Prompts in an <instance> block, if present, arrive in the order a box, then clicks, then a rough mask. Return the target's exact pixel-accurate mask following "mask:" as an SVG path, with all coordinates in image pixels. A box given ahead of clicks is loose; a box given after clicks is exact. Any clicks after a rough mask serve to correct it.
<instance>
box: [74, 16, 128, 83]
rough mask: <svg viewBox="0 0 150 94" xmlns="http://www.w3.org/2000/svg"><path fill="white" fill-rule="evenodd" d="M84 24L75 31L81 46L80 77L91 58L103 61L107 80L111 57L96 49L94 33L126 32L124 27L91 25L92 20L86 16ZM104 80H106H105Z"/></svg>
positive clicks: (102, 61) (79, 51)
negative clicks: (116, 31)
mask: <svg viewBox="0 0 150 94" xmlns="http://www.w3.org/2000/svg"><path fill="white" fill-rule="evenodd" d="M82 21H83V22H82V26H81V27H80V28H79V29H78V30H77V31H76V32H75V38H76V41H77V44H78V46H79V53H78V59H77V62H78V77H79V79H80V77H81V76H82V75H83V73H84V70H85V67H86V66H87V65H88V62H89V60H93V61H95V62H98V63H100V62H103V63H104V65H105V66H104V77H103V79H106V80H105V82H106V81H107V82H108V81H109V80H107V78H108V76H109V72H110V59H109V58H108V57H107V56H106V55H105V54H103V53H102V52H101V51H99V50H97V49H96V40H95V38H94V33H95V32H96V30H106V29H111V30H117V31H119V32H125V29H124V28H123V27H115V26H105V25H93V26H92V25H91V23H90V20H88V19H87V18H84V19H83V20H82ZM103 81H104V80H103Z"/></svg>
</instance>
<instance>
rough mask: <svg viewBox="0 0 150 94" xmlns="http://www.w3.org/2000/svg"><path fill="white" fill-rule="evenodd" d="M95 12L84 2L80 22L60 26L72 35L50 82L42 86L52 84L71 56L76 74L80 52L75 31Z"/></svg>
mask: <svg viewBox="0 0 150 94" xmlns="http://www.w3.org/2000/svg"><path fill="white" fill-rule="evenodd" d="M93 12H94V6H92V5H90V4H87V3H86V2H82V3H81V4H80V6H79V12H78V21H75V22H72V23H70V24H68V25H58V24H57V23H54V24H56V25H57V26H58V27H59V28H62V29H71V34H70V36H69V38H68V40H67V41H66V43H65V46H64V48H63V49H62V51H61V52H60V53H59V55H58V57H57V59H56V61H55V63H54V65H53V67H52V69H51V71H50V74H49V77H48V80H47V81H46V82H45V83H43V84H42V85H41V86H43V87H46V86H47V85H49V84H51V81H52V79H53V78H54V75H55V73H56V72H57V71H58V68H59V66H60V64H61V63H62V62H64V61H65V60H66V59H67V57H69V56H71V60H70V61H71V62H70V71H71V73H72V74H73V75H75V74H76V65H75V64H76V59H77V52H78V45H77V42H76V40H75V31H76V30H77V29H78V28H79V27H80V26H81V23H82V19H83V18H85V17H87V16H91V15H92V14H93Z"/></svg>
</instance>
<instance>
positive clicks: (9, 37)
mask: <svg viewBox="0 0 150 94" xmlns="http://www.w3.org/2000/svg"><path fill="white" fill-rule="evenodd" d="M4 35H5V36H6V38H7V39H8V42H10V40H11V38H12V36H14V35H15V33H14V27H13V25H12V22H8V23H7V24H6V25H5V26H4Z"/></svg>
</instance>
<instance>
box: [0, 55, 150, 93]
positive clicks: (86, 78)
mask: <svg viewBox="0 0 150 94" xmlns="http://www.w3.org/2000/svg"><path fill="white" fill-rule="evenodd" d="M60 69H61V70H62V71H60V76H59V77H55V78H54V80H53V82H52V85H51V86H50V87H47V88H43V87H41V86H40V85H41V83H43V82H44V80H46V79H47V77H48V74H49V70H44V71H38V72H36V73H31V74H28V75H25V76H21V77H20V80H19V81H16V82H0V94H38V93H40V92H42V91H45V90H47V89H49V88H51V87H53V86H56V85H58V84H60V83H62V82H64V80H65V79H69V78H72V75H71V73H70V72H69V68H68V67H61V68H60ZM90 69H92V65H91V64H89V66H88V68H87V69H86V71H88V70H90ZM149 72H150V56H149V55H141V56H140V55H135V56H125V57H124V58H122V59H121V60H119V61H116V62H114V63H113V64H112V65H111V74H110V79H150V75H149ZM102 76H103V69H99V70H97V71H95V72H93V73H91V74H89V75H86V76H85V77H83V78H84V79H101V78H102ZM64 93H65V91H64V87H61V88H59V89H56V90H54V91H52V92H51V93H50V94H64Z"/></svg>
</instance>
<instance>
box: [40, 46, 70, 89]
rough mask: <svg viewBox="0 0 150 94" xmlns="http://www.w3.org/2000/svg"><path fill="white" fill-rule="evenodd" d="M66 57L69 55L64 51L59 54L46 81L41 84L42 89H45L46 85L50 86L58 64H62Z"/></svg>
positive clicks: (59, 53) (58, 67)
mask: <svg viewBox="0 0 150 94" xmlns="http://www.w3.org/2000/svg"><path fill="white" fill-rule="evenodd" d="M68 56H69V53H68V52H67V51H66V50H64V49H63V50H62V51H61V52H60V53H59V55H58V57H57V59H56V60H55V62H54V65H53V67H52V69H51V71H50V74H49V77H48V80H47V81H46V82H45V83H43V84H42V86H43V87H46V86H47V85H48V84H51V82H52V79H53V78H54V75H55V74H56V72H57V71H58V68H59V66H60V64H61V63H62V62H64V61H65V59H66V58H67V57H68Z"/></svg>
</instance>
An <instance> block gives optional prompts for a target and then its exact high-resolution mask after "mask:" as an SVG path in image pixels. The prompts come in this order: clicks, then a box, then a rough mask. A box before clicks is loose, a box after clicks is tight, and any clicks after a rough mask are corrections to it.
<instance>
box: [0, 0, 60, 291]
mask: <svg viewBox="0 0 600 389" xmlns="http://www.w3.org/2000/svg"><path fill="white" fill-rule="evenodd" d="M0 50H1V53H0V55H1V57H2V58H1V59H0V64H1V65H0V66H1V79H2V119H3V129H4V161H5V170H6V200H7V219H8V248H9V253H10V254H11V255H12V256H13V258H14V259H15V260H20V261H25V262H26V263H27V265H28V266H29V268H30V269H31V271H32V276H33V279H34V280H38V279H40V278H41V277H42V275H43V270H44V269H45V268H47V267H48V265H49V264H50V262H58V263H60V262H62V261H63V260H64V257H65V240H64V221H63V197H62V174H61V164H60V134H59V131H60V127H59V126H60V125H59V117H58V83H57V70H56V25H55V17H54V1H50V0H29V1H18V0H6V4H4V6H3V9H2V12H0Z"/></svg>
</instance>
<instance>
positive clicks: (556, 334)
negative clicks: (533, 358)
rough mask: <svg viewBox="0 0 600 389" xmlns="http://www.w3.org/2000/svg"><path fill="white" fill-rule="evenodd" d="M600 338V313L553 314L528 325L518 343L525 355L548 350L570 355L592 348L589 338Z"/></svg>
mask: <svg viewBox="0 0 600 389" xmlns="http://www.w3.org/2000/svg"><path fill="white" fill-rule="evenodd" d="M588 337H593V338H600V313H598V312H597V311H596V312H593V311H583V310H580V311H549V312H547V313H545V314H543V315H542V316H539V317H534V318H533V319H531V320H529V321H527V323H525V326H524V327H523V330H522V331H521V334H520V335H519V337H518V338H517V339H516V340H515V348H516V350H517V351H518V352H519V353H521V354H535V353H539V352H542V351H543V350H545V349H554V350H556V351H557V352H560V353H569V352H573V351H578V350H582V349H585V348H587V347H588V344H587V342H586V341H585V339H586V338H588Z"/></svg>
****
→ **What this task involves**: Of all the entries above, output exactly the lines between the one holding "An <instance> block gives" and the one holding "negative clicks: (533, 358)", inclusive.

→ **Answer box**:
An <instance> block gives optional prompts for a target and then its exact high-resolution mask after "mask:" as an SVG path in image pixels. The prompts come in this order: clicks, then a box, then a rough mask. A box before clicks is loose, a box after clicks is tight, and any clicks after a rough mask are corrections to it.
<instance>
box: [0, 0, 60, 291]
mask: <svg viewBox="0 0 600 389" xmlns="http://www.w3.org/2000/svg"><path fill="white" fill-rule="evenodd" d="M0 50H1V53H0V55H1V57H2V58H1V59H0V64H1V65H0V66H1V79H2V119H3V129H4V161H5V170H6V200H7V219H8V248H9V253H10V254H11V255H12V256H13V258H14V259H15V260H20V261H25V262H26V263H27V265H28V266H29V268H30V269H31V271H32V276H33V279H34V280H38V279H40V278H41V277H42V275H43V270H44V269H45V268H47V267H48V265H49V264H50V262H58V263H60V262H62V261H63V260H64V257H65V240H64V221H63V197H62V174H61V164H60V134H59V131H60V127H59V126H60V125H59V117H58V83H57V70H56V25H55V17H54V1H50V0H29V1H18V0H6V4H4V6H3V9H2V12H0Z"/></svg>
</instance>
<instance>
positive clicks: (556, 334)
negative clicks: (533, 358)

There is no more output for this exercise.